## EXCERPTED TEXT
((

Although lumpia technically originates from Fujian, China, it was brought to Southeast Asia by Chinese traders as early as 7-13th century in the days of the Srivijayan Empire and later the Madjapahit Empire  in the 13-16th century, according to Chinesefoodhistory.org

Overtime with modifications it became a traditional dish within the Philippines. Now, there are several variations that can be found across the world including European lumpia, Indonesian lumpia and Vietnamese lumpia. 

Photo courtesy: shutterstock

With lumpia being such a widespread dish, there are several variations of the dish. However, there are key ingredients that unify lumpia as a commonality. Despite nationality, each lumpia consists of a flour or rice wrapper, stuffed with assorted meat and vegetables and sealed with egg wash. Commonly, the final step is to then deep fry the lumpia, however they may also be served fresh. 

Beef and pork are the traditional meats used in lumpia, but vegetarian options are also possible by omitting the meat completely. 

Lumpia is typically served by the dozen and can either be an appetizer or an entreé. Sweet and sour sauce is also the most popular choice of sauce to complement the dish. 

While the savory options are more common, there are also dessert versions of the dish. Most of the dessert options use a banana filling with different options to top the crunch outer shell. Some toppings include cinnamon sugar, chocolate drizzle caramel and even ice cream.

))

## GIVEN REQUEST A
For the lumpia excerpt, state whether each statement agrees with it: (i) Lumpia originates from Fujian, China. (ii) Chicken is the traditional meat used in lumpia. (iii) Lumpia is always deep fried before it is served. Answer yes or no for each, quoting the words of the excerpt that decide it.
## GIVEN REQUEST B
Repeat word for word the passage of the lumpia excerpt from "Photo courtesy: shutterstock" to "complement the dish.".

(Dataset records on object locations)
((

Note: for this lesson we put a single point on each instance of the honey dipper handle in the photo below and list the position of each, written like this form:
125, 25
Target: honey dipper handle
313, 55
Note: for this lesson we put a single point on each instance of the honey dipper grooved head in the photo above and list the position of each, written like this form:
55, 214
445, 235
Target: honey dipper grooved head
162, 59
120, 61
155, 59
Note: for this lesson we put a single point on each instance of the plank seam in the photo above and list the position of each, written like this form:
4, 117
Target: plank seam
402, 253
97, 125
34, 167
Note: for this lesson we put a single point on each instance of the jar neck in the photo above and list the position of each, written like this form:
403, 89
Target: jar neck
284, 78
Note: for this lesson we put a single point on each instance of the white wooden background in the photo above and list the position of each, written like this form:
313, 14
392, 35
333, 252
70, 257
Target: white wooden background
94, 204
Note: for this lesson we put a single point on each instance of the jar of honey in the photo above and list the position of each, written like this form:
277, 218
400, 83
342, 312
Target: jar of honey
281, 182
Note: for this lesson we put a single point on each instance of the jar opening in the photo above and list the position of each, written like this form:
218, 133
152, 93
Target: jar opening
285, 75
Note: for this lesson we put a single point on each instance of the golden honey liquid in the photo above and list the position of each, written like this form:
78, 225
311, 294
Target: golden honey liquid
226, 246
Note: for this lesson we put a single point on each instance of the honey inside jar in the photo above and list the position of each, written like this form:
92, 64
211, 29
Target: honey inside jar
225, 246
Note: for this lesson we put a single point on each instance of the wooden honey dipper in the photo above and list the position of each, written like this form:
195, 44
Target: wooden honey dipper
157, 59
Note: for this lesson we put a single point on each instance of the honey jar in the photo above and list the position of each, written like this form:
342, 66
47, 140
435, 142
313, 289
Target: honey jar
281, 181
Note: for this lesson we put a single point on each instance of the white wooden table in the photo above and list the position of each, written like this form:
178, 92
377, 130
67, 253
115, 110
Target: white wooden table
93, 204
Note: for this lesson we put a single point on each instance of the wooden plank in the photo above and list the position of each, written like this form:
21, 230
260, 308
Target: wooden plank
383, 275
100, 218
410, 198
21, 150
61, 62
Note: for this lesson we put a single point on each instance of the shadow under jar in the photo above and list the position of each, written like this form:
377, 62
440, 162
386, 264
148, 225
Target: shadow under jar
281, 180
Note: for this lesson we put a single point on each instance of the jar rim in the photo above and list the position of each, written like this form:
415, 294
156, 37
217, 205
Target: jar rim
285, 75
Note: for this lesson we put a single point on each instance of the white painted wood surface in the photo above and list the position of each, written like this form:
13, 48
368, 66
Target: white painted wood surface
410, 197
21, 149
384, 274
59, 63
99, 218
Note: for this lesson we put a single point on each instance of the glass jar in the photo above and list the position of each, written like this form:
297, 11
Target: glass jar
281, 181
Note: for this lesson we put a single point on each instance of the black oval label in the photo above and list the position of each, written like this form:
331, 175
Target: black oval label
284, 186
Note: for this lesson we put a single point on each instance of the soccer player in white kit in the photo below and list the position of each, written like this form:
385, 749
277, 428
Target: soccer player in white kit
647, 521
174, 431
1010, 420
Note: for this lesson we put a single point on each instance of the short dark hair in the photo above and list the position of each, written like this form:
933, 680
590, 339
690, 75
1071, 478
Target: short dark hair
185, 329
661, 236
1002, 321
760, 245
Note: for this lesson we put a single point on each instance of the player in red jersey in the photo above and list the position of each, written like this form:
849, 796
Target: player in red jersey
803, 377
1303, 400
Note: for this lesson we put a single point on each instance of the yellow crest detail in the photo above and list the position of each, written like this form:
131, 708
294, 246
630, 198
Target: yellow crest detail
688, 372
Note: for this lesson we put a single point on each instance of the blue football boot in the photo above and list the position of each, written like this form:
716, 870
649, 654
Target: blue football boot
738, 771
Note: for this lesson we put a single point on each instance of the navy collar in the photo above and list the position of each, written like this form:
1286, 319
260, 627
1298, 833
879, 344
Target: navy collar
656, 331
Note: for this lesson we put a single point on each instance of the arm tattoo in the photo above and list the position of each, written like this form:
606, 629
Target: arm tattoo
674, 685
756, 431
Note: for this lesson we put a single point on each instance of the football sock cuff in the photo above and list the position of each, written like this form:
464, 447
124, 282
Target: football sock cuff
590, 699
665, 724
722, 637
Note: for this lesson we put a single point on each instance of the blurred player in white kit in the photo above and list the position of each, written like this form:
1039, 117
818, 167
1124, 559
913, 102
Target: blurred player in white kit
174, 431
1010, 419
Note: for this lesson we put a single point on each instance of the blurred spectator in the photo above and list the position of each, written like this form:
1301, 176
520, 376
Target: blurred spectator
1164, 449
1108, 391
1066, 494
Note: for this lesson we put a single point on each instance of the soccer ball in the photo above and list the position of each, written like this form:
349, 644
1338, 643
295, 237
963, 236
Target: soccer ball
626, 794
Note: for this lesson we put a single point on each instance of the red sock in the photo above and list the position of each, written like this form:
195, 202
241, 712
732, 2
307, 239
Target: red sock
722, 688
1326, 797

))

## WRITTEN REPLY A
(i) Yes: "lumpia technically originates from Fujian, China"
(ii) No: "Beef and pork are the traditional meats used in lumpia"
(iii) No: "however they may also be served fresh"

## WRITTEN REPLY B
Photo courtesy: shutterstock

With lumpia being such a widespread dish, there are several variations of the dish. However, there are key ingredients that unify lumpia as a commonality. Despite nationality, each lumpia consists of a flour or rice wrapper, stuffed with assorted meat and vegetables and sealed with egg wash. Commonly, the final step is to then deep fry the lumpia, however they may also be served fresh. 

Beef and pork are the traditional meats used in lumpia, but vegetarian options are also possible by omitting the meat completely. 

Lumpia is typically served by the dozen and can either be an appetizer or an entreé. Sweet and sour sauce is also the most popular choice of sauce to complement the dish.